-- START Selected excerpt --

Highly Directional Slotted Waveguide Antennas

Sometimes it is useful to have a highly directional antenna. For example, when installing a point-to-point link between two buildings it is not desirable to have a wide angle of coverage. Any interference from other 802.11b devices (or microwave ovens) that are in the radiation zone will affect your link integrity.

The ideal antenna for such a situation is a dish, such such as the Primestar dish. When using my Biquad feed, it is possible to reject interference outside the dish's primary 5 degree cone by 30 dB or more.

But, if a 16 slot waveguide antenna is turned to a horizontal position, parallel with the ground, it will radiate vertical polarization. Its directivity in this plane is extremely good. As you can see from the diagram to the left, most of the spurious lobes are more than 20 dB down from the main signal, and they are very narrow (click to enlarge the image). This performance is comparable with my commercial HP2419G Parabolic Grid Antenna...

So, if you don't have a dish handy, consider the possibility of using a pair of these slotted waveguides, parallel to the ground. They will work well. Very well...

-- END Selected excerpt --

■ Exercise task 1
Retype the stretch of the passage on slotted waveguide antennas from "Sometimes it is" through "dB or more.".
■ Exercise task 2
Write a continuation of the passage on slotted waveguide antennas, picking up after its final sentence.

-- START Record list --

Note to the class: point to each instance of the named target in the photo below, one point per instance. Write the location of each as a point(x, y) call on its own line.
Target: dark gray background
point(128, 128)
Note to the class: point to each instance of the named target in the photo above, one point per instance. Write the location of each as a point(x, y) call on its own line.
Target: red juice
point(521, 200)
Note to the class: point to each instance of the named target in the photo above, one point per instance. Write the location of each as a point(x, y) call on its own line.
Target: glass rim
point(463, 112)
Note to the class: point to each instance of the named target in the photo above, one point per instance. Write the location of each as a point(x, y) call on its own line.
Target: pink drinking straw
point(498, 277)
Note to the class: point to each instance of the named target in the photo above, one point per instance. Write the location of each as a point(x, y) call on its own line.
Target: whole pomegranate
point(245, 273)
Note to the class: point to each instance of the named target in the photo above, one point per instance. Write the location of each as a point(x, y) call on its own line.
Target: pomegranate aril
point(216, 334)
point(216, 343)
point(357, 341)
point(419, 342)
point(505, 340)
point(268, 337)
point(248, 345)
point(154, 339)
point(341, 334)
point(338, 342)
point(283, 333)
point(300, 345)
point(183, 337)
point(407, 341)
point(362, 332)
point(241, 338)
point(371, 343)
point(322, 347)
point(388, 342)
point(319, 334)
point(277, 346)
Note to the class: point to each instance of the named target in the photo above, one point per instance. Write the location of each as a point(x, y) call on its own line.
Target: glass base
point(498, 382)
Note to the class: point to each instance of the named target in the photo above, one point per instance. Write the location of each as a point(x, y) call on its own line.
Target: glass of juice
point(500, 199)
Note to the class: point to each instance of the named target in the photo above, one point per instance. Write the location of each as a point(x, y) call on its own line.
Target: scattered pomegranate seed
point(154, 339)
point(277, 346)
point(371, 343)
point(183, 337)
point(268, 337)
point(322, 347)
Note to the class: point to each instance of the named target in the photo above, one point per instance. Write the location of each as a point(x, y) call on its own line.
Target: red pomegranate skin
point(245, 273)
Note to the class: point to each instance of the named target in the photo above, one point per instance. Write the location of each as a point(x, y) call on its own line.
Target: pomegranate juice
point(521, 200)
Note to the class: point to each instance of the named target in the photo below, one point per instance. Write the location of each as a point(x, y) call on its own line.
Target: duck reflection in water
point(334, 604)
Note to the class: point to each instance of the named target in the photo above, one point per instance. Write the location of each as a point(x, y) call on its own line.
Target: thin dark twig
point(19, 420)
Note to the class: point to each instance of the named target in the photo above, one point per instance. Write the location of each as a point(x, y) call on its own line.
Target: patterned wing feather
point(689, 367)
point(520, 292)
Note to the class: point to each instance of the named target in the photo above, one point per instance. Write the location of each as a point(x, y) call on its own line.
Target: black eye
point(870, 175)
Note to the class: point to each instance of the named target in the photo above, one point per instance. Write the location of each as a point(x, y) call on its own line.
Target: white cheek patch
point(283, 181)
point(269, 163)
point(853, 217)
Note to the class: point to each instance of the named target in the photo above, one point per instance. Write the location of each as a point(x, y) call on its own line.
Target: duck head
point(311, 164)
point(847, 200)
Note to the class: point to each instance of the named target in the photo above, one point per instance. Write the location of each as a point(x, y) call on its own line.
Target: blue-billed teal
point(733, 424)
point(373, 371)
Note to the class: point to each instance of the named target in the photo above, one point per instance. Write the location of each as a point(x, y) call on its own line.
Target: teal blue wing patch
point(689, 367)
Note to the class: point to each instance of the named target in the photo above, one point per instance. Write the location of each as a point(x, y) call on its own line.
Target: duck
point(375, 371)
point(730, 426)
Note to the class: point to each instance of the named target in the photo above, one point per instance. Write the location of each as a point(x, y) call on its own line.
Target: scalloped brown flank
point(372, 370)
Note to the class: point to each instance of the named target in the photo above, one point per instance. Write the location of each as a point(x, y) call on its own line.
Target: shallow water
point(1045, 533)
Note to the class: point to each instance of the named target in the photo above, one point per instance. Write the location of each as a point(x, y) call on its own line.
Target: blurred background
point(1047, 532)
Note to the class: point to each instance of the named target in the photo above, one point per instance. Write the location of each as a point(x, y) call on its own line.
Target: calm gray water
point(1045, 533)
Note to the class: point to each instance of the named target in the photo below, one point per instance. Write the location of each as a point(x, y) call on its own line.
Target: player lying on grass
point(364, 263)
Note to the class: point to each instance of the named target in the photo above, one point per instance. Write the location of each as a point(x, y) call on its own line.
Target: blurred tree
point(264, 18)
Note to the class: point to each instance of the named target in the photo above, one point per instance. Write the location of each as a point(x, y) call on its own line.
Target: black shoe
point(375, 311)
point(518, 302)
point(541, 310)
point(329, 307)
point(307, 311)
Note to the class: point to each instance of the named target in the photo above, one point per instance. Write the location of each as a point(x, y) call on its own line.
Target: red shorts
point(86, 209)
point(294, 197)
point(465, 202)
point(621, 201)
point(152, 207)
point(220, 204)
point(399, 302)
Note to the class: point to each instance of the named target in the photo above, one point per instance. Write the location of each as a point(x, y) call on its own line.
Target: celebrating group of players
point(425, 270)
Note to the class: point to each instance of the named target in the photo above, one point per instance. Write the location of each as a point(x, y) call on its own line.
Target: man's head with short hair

-- END Record list --

■ Final answer 1
Sometimes it is useful to have a highly directional antenna. For example, when installing a point-to-point link between two buildings it is not desirable to have a wide angle of coverage. Any interference from other 802.11b devices (or microwave ovens) that are in the radiation zone will affect your link integrity.

The ideal antenna for such a situation is a dish, such such as the Primestar dish. When using my Biquad feed, it is possible to reject interference outside the dish's primary 5 degree cone by 30 dB or more.

■ Final answer 2
Constructional Details for the 8 Slot Unidirectional Antenna

The base extrusion for all my slotted waveguides is 4 inch by 2 inch O.D. rectangular aluminum tubing with approx 1/8 inch thick walls. Inside dimensions are 3.756x1.756 inches (95.4mm x 44.6mm). These inside dimensions are critical, and must be within +- 0.040 inches or +-1mm if the antenna center frequency is to be +- 1 channel. I cut the end inserts from a 5/16 inch by 1 3/4 inch flat aluminum bar extrusion. There - those are the last dimensions I will give in inches, as millimetres are a much more accurate way to describe the dimensions for a microwave antenna. Waveguide antennas are fairly critical in their constructional dimensions, and are easiest to make with a CNC milling machine. I have computed these designs so that they would be easy to replicate, and if you are plus or minus 1 mm the design will work fine - but you must be careful. I used a jig, a hand operated DeWalt heavy duty cut-out tool, a 1/4 inch router bit, and lots of water to 'machine' my slots, and it worked fine (even if it was a little tedious).

"Please machine this slot to 59.417mm in length"

In the days before computing power was free, engineers spent their whole careers deriving formulae to try and describe the operation and design of Slotted Waveguides. You can find designs specified to 1 or 2 decimal places of a millimeter, but I have rounded everything off to the nearest millimeter. Since it was relatively easy for me to "build" structure after structure in the electromagnetic simulator, an understanding of the inter-dependance of each parameter came quite quickly. That understanding takes away the 'black magic' that used to be associated with design of these antenna systems.

Really folks - plus or minus 1 mm will not kill your antenna!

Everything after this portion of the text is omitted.